**WRITTEN PROBLEM:**
Answer these questions using the passage about Umberto Eco's novel.
1. In what year was the novel published?
2. What kind of publisher do the editors work for?
3. Which editor is kidnapped?

**PASSAGE GIVEN:**
‘My Own
Personal Rebus’ is a puzzle. There is no
definitive solution to this puzzle but there is a good way to answer it…
In his 1988
novel, ‘Foucault’s Pendulum’, Umberto Eco tells the story of a group of editors
working at a vanity press that specializes in occult and conspiracy
publications who entertain themselves by creating their own ‘Plan’ connecting
as many occult beliefs and historical events as possible under one grand narrative.
Using a computer program that generates random connections between far-flung
subjects they fill in missing links by liberally creating facts and even take
the liberty to come up with a new fictional secret society. As their ‘Plan’
grows it begins to consume them and the editors find themselves believing it
might possibly hold some truth, even going so far as to suggest the ‘Plan’
responsible for various real life events. The ‘Plan’ eventually finds its way
into the hands of an occult author who does not know it to be a creation of his
editors and he proceeds with the information as if it were actual research. In
due course, one of the editors, Belbo, is kidnapped by a group of people who
claim to be members of the newly created fictional secret society and demand to
know the author and any further information concerning the ‘Plan’.

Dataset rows
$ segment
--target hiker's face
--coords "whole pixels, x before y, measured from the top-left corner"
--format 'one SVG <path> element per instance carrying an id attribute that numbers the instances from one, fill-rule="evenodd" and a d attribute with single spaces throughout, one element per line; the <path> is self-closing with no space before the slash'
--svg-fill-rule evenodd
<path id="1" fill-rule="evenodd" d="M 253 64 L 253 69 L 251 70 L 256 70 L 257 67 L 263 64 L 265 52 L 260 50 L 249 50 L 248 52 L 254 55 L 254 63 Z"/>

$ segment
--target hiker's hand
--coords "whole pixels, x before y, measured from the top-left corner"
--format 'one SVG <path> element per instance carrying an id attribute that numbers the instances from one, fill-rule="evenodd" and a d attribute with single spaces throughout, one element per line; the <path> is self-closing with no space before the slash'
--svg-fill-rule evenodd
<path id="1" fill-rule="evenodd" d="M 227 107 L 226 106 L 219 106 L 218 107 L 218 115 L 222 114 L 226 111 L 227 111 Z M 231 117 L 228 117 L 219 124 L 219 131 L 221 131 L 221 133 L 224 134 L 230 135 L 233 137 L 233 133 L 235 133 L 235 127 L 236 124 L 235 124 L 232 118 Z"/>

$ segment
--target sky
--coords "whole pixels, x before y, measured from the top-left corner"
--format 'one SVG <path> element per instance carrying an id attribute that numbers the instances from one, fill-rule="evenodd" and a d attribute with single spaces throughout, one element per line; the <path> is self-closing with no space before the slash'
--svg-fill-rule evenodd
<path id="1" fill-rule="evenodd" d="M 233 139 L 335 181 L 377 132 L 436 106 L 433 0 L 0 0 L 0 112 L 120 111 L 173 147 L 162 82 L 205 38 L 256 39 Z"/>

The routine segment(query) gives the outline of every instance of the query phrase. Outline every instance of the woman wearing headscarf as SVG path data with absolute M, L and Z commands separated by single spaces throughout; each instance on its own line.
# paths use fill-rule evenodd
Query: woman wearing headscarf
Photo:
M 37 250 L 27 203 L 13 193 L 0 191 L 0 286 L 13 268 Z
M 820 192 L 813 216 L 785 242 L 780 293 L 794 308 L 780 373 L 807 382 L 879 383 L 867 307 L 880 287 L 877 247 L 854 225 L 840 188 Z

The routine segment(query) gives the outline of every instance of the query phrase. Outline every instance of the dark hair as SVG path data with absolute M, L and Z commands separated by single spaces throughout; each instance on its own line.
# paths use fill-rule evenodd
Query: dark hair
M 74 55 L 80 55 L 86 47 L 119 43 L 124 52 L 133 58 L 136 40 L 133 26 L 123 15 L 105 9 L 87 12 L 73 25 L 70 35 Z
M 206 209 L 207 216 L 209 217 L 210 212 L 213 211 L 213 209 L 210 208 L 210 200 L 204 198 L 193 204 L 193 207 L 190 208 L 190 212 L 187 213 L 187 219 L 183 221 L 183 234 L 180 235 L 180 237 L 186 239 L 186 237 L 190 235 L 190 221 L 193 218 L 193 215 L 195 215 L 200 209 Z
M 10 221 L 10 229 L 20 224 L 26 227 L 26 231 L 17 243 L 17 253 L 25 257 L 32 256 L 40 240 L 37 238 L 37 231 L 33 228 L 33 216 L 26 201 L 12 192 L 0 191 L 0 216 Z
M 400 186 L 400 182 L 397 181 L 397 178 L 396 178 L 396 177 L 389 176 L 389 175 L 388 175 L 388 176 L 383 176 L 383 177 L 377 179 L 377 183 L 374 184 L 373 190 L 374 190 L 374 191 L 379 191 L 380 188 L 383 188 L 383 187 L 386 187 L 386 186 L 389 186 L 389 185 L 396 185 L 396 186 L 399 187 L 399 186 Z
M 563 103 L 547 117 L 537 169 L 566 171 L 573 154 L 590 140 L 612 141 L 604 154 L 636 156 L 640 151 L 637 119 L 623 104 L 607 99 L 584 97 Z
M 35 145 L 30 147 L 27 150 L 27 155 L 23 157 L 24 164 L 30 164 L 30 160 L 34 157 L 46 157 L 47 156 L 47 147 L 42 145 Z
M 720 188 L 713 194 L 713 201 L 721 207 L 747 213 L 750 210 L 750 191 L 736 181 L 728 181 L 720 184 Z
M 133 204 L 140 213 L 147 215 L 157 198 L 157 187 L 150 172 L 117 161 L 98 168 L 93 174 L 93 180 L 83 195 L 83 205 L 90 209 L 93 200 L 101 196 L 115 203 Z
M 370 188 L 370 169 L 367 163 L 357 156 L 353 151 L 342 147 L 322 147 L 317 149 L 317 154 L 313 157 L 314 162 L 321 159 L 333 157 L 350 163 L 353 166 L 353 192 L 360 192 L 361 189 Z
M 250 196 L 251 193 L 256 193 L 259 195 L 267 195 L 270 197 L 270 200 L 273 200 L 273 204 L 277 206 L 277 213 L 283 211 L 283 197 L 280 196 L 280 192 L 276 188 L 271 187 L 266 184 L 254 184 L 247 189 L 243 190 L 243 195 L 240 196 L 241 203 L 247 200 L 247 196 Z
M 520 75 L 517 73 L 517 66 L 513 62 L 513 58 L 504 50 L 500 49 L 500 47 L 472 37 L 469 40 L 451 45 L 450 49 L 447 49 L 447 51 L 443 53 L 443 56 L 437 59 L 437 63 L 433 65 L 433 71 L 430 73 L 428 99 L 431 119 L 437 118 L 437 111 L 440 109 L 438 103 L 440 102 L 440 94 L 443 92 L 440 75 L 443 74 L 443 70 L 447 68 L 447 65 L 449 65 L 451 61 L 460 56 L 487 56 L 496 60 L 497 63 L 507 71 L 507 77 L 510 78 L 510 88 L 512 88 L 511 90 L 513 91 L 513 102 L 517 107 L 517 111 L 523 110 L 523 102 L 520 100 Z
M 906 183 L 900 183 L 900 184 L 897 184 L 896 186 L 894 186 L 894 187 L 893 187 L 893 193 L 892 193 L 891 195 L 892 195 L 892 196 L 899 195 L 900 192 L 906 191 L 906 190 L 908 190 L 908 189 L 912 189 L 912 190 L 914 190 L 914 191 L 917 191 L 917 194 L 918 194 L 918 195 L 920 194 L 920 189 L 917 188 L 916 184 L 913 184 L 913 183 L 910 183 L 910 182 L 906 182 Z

---

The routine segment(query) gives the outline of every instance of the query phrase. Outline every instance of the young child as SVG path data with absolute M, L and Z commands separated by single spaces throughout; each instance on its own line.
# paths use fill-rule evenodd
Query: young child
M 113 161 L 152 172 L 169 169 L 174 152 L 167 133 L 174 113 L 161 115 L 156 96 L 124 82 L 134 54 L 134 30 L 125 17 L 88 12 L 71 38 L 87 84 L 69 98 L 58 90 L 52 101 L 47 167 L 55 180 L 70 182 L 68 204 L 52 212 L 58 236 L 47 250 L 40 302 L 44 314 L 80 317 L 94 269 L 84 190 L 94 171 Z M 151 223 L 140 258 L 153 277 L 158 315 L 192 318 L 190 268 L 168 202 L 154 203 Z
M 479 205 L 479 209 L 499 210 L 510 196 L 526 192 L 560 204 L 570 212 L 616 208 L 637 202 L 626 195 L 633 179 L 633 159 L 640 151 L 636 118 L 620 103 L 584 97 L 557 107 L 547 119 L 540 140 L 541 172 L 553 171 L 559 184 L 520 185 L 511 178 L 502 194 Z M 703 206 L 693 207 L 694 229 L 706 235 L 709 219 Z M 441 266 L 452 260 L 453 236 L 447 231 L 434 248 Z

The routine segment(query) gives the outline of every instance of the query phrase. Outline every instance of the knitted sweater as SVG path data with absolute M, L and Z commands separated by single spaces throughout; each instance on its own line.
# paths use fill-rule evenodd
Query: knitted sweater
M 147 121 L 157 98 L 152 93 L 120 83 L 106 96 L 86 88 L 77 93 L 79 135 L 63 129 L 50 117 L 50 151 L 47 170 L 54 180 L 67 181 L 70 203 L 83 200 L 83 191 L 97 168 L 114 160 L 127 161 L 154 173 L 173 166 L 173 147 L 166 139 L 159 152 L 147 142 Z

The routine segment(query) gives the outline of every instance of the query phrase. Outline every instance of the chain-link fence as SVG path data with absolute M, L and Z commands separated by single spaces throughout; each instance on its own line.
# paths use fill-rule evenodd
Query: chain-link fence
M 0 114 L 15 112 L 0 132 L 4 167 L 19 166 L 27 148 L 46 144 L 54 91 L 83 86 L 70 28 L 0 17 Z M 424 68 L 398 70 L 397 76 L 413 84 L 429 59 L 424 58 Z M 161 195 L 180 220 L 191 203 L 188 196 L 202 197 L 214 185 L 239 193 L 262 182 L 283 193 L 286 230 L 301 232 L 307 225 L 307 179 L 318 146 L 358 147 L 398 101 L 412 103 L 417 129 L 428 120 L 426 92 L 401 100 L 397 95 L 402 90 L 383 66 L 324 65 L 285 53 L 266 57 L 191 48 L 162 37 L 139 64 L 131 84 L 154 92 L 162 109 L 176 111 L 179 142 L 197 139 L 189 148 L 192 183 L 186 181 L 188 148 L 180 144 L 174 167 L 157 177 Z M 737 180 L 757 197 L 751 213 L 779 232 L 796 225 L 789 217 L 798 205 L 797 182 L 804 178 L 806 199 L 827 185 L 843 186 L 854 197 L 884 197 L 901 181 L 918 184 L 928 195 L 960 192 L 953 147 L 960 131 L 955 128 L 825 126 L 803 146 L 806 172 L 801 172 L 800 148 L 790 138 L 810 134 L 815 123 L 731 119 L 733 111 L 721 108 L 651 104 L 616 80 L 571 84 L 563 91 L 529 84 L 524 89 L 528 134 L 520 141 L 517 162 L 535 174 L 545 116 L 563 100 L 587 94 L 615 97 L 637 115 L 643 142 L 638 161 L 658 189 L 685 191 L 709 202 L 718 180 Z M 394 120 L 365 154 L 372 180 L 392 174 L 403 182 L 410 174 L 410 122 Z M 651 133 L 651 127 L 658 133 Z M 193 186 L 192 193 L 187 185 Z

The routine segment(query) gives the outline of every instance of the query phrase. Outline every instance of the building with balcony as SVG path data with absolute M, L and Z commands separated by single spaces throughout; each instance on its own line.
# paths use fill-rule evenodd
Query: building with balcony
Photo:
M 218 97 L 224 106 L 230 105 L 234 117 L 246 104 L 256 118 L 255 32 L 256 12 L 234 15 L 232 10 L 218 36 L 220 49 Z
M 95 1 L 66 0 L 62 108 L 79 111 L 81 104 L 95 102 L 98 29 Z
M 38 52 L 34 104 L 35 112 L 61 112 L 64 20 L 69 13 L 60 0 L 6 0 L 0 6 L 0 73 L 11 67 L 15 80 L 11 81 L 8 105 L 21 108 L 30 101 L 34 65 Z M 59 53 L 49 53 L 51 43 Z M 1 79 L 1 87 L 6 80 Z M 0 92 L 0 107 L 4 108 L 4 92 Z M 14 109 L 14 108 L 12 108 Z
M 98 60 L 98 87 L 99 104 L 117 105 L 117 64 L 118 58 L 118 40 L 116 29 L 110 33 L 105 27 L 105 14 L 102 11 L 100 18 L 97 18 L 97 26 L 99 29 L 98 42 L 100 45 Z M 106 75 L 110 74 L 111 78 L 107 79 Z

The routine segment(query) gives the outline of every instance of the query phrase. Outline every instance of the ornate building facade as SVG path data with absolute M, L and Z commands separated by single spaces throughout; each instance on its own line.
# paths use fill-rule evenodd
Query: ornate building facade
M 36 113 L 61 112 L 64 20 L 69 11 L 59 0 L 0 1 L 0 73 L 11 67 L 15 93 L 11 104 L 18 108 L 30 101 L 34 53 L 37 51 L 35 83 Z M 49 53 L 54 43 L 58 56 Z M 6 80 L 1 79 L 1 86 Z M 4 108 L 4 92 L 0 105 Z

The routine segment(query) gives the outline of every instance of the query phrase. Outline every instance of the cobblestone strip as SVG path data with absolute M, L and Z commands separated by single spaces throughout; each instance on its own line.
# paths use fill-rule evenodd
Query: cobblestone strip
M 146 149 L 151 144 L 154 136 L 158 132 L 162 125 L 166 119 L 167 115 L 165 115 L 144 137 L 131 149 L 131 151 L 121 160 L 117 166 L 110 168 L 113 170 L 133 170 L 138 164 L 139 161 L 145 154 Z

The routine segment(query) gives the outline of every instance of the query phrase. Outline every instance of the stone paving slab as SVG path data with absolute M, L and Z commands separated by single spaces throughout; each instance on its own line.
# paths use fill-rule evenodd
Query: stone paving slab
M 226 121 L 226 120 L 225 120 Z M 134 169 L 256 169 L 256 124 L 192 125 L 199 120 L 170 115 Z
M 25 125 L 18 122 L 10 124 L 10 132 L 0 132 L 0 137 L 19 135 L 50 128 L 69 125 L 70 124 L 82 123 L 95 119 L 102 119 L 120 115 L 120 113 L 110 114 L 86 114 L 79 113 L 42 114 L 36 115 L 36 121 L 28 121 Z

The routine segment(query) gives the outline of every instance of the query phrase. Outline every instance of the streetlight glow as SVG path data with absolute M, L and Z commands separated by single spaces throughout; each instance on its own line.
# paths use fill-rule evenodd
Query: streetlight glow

**ANSWER TO THIS TASK:**
1. 1988
2. A vanity press that specializes in occult and conspiracy publications
3. Belbo